── Material for this exercise

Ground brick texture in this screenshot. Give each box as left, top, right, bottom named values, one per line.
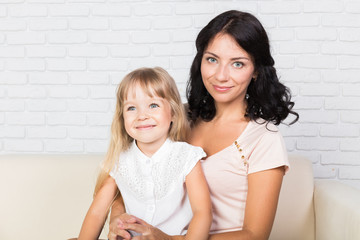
left=0, top=0, right=360, bottom=188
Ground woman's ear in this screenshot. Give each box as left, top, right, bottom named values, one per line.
left=252, top=72, right=258, bottom=81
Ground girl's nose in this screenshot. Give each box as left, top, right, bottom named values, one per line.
left=216, top=64, right=229, bottom=81
left=138, top=109, right=149, bottom=121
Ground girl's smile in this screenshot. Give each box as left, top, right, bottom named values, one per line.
left=123, top=84, right=172, bottom=156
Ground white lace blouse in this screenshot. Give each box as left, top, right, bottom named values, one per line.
left=110, top=139, right=206, bottom=235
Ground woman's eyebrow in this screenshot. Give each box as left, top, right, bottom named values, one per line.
left=204, top=51, right=250, bottom=61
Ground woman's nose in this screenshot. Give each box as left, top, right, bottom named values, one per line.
left=216, top=64, right=229, bottom=81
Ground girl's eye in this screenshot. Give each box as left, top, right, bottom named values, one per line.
left=206, top=57, right=216, bottom=63
left=233, top=62, right=244, bottom=68
left=150, top=103, right=159, bottom=108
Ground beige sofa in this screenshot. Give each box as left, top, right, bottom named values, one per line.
left=0, top=155, right=360, bottom=240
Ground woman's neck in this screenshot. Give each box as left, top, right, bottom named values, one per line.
left=213, top=101, right=249, bottom=122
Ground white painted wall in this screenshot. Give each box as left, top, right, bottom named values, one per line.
left=0, top=0, right=360, bottom=188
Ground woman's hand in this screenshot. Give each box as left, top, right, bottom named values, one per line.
left=108, top=213, right=136, bottom=240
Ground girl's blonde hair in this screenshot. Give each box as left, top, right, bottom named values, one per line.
left=94, top=67, right=189, bottom=196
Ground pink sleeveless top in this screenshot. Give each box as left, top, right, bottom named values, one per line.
left=202, top=121, right=289, bottom=233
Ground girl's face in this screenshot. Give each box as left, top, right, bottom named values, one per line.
left=123, top=84, right=172, bottom=155
left=201, top=34, right=256, bottom=104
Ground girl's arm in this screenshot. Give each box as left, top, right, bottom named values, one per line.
left=78, top=176, right=117, bottom=240
left=209, top=167, right=284, bottom=240
left=185, top=162, right=212, bottom=240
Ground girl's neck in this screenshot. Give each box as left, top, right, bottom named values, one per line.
left=135, top=139, right=166, bottom=158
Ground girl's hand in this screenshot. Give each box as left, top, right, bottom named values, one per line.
left=108, top=213, right=136, bottom=240
left=124, top=217, right=176, bottom=240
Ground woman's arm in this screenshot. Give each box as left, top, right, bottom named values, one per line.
left=78, top=176, right=117, bottom=240
left=185, top=162, right=212, bottom=240
left=209, top=167, right=284, bottom=240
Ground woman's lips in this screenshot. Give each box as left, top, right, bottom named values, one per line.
left=213, top=85, right=231, bottom=92
left=136, top=124, right=155, bottom=130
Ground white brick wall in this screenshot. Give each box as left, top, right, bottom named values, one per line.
left=0, top=0, right=360, bottom=188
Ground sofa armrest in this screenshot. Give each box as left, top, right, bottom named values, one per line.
left=314, top=180, right=360, bottom=240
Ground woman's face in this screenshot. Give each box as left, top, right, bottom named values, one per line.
left=201, top=34, right=256, bottom=104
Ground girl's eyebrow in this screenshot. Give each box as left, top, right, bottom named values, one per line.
left=204, top=51, right=250, bottom=61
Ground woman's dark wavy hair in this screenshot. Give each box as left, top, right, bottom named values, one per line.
left=186, top=10, right=299, bottom=125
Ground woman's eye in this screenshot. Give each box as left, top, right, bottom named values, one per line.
left=150, top=103, right=159, bottom=108
left=206, top=57, right=216, bottom=63
left=233, top=62, right=244, bottom=68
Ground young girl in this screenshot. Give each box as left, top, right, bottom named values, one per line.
left=78, top=67, right=212, bottom=240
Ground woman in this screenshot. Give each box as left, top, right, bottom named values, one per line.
left=109, top=11, right=298, bottom=240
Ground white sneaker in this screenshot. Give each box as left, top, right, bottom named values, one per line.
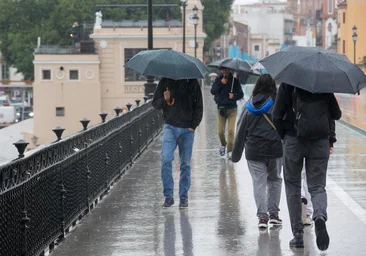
left=303, top=216, right=313, bottom=226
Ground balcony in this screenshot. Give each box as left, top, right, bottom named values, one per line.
left=34, top=41, right=96, bottom=54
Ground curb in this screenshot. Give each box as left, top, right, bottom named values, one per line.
left=336, top=119, right=366, bottom=136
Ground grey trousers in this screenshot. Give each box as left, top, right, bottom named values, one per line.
left=283, top=135, right=329, bottom=234
left=247, top=158, right=282, bottom=220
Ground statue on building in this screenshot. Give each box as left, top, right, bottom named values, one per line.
left=94, top=11, right=103, bottom=29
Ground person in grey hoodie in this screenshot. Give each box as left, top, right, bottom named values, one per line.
left=232, top=74, right=283, bottom=228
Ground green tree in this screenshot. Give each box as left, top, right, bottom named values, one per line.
left=202, top=0, right=234, bottom=52
left=0, top=0, right=233, bottom=80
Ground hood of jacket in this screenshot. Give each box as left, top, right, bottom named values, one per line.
left=245, top=94, right=274, bottom=115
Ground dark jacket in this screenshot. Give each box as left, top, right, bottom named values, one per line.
left=211, top=73, right=244, bottom=108
left=152, top=78, right=203, bottom=129
left=273, top=83, right=342, bottom=143
left=232, top=94, right=283, bottom=162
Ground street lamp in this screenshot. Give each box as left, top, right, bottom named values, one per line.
left=192, top=6, right=199, bottom=58
left=352, top=25, right=358, bottom=64
left=180, top=0, right=187, bottom=53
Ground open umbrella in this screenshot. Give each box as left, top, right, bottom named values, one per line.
left=259, top=46, right=366, bottom=94
left=124, top=49, right=208, bottom=80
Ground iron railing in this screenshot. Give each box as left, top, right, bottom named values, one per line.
left=0, top=97, right=163, bottom=256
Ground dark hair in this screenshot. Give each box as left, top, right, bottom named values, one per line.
left=253, top=74, right=277, bottom=99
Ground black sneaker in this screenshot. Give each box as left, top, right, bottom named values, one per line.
left=179, top=198, right=188, bottom=208
left=219, top=146, right=225, bottom=156
left=258, top=218, right=268, bottom=229
left=315, top=218, right=329, bottom=251
left=163, top=197, right=174, bottom=208
left=290, top=233, right=304, bottom=248
left=269, top=215, right=282, bottom=225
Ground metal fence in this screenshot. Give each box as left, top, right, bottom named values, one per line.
left=0, top=98, right=163, bottom=256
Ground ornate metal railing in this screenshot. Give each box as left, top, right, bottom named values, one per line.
left=0, top=98, right=163, bottom=256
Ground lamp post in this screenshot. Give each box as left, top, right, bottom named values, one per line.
left=352, top=25, right=358, bottom=64
left=180, top=0, right=187, bottom=53
left=144, top=0, right=156, bottom=96
left=192, top=6, right=199, bottom=58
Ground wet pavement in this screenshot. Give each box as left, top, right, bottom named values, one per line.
left=336, top=92, right=366, bottom=133
left=51, top=88, right=366, bottom=256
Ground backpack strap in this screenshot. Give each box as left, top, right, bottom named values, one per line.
left=263, top=113, right=277, bottom=131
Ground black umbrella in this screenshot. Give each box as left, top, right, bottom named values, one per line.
left=207, top=58, right=260, bottom=75
left=124, top=49, right=208, bottom=80
left=259, top=46, right=366, bottom=94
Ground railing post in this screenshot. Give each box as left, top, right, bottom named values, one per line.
left=21, top=191, right=30, bottom=256
left=59, top=163, right=66, bottom=240
left=52, top=126, right=65, bottom=141
left=135, top=99, right=141, bottom=107
left=13, top=139, right=29, bottom=158
left=114, top=107, right=122, bottom=116
left=126, top=103, right=132, bottom=111
left=80, top=118, right=90, bottom=131
left=99, top=112, right=108, bottom=123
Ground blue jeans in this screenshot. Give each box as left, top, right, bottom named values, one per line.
left=161, top=124, right=194, bottom=198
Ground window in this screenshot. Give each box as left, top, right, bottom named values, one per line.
left=1, top=63, right=10, bottom=80
left=69, top=69, right=79, bottom=80
left=124, top=48, right=170, bottom=81
left=42, top=69, right=51, bottom=80
left=328, top=0, right=334, bottom=14
left=56, top=107, right=65, bottom=116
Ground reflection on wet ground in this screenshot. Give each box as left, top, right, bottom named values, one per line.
left=52, top=88, right=366, bottom=256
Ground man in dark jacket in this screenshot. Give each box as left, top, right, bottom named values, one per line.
left=152, top=78, right=203, bottom=208
left=273, top=83, right=342, bottom=250
left=211, top=68, right=244, bottom=159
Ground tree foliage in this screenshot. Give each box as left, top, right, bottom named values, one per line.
left=0, top=0, right=233, bottom=80
left=202, top=0, right=234, bottom=52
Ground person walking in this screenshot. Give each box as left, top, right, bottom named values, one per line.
left=232, top=74, right=282, bottom=229
left=152, top=78, right=203, bottom=208
left=301, top=120, right=337, bottom=226
left=211, top=67, right=244, bottom=159
left=273, top=83, right=342, bottom=250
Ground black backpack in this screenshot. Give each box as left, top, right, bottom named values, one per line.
left=292, top=88, right=330, bottom=139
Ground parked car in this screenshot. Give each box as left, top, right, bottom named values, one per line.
left=0, top=106, right=17, bottom=128
left=0, top=94, right=11, bottom=107
left=16, top=106, right=34, bottom=122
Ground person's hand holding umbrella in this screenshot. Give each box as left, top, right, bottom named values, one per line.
left=164, top=87, right=174, bottom=106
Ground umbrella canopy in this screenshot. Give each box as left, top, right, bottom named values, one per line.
left=207, top=58, right=260, bottom=75
left=259, top=46, right=366, bottom=94
left=124, top=49, right=208, bottom=80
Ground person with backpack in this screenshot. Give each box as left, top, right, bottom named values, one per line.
left=211, top=67, right=244, bottom=159
left=152, top=77, right=203, bottom=208
left=301, top=120, right=337, bottom=226
left=232, top=74, right=282, bottom=229
left=273, top=83, right=342, bottom=251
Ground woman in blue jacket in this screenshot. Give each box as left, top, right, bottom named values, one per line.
left=232, top=74, right=282, bottom=228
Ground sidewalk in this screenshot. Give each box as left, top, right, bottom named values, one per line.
left=51, top=90, right=366, bottom=256
left=336, top=92, right=366, bottom=134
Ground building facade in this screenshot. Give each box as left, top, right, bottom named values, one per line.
left=25, top=0, right=206, bottom=148
left=338, top=0, right=366, bottom=65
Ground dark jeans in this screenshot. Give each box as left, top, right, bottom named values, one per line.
left=283, top=135, right=329, bottom=234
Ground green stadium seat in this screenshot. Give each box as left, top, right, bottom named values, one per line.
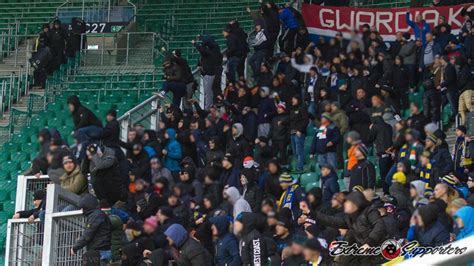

────

## Task requirements
Please tally how many lines in the rows above contain the string "post". Reply with the number alone.

## Task output
2